» Texto dado

========

147.    DESTITUCIÓN  DE  NASUTION

      El Teniente General Nasution, jefe del movimiento revolucionario indonés por razones jerárquicas, habría podido ser un valioso elemento revolucionario si hubiera logrado substraerse a la enfermiza influencia que el Presidente Sukarno ejercía sobre él. Pero esto resultaba superior a él mismo. Pensaba —lo sentía sinceramente— que Indonesia era un país libre y soberano gracias al exclusivo esfuerzo de Sukarno.
    ¿Qué podría importar que Sukarno hubiera tenido cinco mujeres y hubiera sido un desordenado administrador, si la inde­pendencia de Indonesia —potencialmente el cuarto país de la Tierra— se debía exclusivamente a Sukarno?
    Destruir políticamente a Sukarno en sus últimos años de vida, le resultaba a Nasution tan desleal e injusto como si los hijos de un hombre que hubiera ganado una colosal fortuna pretendieran declararle incapaz de seguir administrándola porque en sus últimos años dilapidara una pequeña parte de esa colosal fortuna que sólo él había amasado.
    Nasution consideraba que luego de haberse desarmado a Sukarno podía reconocérsele el derecho de vivir en paz. No se le ocurría pensar que Sukarno podría repetir, con mejor suerte, su intento de eliminarles a él —Nasution— y a Suharto. No pensaba que, en ese caso, Indonesia habría de ser la la única víctima de una eventual resurrección política de Sukarno oue le permitiera reactualizar sus pactos con Mao Tse Tung.
    Pero así como Sukarno era el padre de Indonesia, Nasution era el padre del ejército indonés.
    El ejército sentía por Nasution, el honesto, intachable Nasu­tion, la misma profunda devoción que el pueblo indonés sentía por Sukarno. Era preciso tener con Nasution los mismos cuidados que debían de tenerse con Sukarno.
    La función de gobierno, inevitablemente agresiva, aún en época de bonanza, obliga a echar la conciencia a los mil diablos cuando se cruzan contingencias decisivas.
    La prueba cotidiana, de progresiva dureza; es un simple test diario de capacitación que el hombre de gobierno tiene el deber de resolver sin concesiones sentimentales.
    Suharto y CÍA decidieron desplazar a Nasution.
    Resultó tarea fácil para los hombres de Suharto convencer a sus camaradas de armas que el Ejército debía reclamar del Poder Ejecutivo que pusiera al Partido Comunista indonés fuera de la ley.
    También resultó fácil que esta patriótica aspiración se con­virtiera en un verdadero clamor.
    El Ministro de Defensa, absolutamente coincidente, no tuvo inconveniente en hacer suyo ese pedido. Lo hizo por una conceptuosa nota, ampliamente fundada, que puso en manos del Primer Ministro Subandrio.
   En el Gabinete de Sukarno había un hombre "diferente": el Ministro de Economía, Hamengku Buwono, Sultán de Jogjakarta, príncipe javanés de sangre real, descendiente del ya legendario Príncipe Diponegoro, cuyos títulos y posesiones habían sido res­petados por los holandeses. Buwono había cursado estudios uni­versitarios en Holanda y asumido el sultanato en 1940, a la muerte de su padre. Posteriormente, había prestado sincera adhesión a la gesta emancipadora de Sukarno y colaborado con probado desinterés personal al reconocerse la independencia de Indonesia.

========

» Filas de datos
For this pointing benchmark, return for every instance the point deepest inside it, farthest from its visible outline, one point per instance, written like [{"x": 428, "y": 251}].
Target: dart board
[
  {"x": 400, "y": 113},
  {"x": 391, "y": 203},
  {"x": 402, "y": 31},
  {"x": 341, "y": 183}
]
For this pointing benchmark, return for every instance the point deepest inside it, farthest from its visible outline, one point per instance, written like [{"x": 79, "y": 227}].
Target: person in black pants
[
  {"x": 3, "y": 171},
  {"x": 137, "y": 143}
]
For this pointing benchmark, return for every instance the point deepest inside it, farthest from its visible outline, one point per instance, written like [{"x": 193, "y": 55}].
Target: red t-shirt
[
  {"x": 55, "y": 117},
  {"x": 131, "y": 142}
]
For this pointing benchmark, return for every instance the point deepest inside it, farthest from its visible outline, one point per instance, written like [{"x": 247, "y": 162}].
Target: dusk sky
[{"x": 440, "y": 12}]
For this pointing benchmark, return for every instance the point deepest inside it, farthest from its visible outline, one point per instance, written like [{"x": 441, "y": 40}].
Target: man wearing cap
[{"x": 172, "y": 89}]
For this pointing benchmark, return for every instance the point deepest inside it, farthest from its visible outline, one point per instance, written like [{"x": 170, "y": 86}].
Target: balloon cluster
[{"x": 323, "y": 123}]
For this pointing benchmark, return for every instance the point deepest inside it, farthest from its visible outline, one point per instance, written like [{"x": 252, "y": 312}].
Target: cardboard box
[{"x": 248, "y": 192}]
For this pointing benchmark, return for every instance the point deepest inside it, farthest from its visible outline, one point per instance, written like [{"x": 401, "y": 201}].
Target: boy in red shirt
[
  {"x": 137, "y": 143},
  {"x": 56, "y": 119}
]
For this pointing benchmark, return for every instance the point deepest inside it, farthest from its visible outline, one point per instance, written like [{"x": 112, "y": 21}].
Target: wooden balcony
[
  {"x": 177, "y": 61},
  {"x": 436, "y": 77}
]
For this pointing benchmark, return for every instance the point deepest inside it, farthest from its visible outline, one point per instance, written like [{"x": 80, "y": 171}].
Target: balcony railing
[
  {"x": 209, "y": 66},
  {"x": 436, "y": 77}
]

========

» Consigna 1
Actualiza el texto sobre la destitución de Nasution: transcribe el tramo que empieza en "Pero así como" y termina en "tenerse con Sukarno.", poniendo "cuerpo militar" en lugar de "ejército".
» Consigna 2
Prosigue el texto sobre la destitución de Nasution a partir de su última oración.

» Respuesta 1
Pero así como Sukarno era el padre de Indonesia, Nasution era el padre del cuerpo militar indonés.
    El cuerpo militar sentía por Nasution, el honesto, intachable Nasu­tion, la misma profunda devoción que el pueblo indonés sentía por Sukarno. Era preciso tener con Nasution los mismos cuidados que debían de tenerse con Sukarno.

» Respuesta 2
    Sukarno recurría permanentemente a su asesoramiento.
    En la consulta confidencial que el Presidente había formula­do a su amigo, el Ministro de Asuntos Económicos, Hamengku Buwono, Sultán de Jogjakarta, éste había convenido con el Pre­sidente en que el Ministro de Defensa, Teniente General Nasution, al reclamar se pusiera al Partido Comunista al margen de la ley, había excedido los límites de su función específica.
    El Presidente Sukarno, cierto de que le asistía razón, había destituido a su Ministro de Defensa, Teniente General Nasution y dejándose llevar por su indignación y por su natural arrogancia, le había reemplazado por dos jefes de su confianza, notorios procomunistas, quienes habían asumido los cargos de Ministro y Vice-ministro de Defensa una hora después de haberse comu­nicado la destitución de aquél.
 
  148.    SUHARTO  ASUME  LA  DIRECCIÓN DEL MOVIMIENTO

      Al separarse a Nasution de toda función militar activa —Su­karno le había pasado a "disponibilidad"— Suharto quedó como Jefe del Ejército y como única cabeza visible del paralelo movi­miento anticomunista.
    El Ejército reaccionó como él había previsto que lo haría: se unió estrechamente a él.
    Promediaba febrero de 1966.
    De pronto, como si la destitución de Nasution hubiera pro­vocado el fenómeno, la ola de terrorismo arreció en toda Indo­nesia. Los jóvenes universitarios, reforzados por campesinos y obreros y por los integrantes del primitivo Comunismo Naciona­lista (MURBA) fundado por el líder nacional-sukarnista Tan Malaka, en 1948, totalmente volcado al nacionalismo revolucionario desde que Sukarno cancelara su personería jurídica impi­diéndole actuar como partido político, aparecieron armados de granadas de mano, pistolas, ametralladoras y abundante provisión de munición.
    Eran 500.000 enfurecidos jóvenes antisukarnistas, que habían arribado desde las principales ciudades de Java y Sumatra e inun­daban las calles de Djakarta, portando carteles revolucionarios, sin que la policía o el ejército intentaran contenerles.
    Ejército y Policía parecían impotentes ante aquellas enlo­quecidas hordas juveniles de ambos sexos de las que se despren­dían nutridas brigadas que se iban desplazando a todos los puntos de la ciudad y alrededores, portadores de nóminas extraídas de los registros oficiales de adherentes del Partido Comunista Indonés.
    Allanaban las casas de los comunistas, las incendiaban si hallaban resistencia, sacaban al exterior, a golpes y culatazos de pistola, al jefe de familia y a sus hijos, a quienes sometían al excitante ritual de la extirpación de orejas y narices y posterior degüello o decapitación.
    Furia y saña en acción fríamente sistematizada.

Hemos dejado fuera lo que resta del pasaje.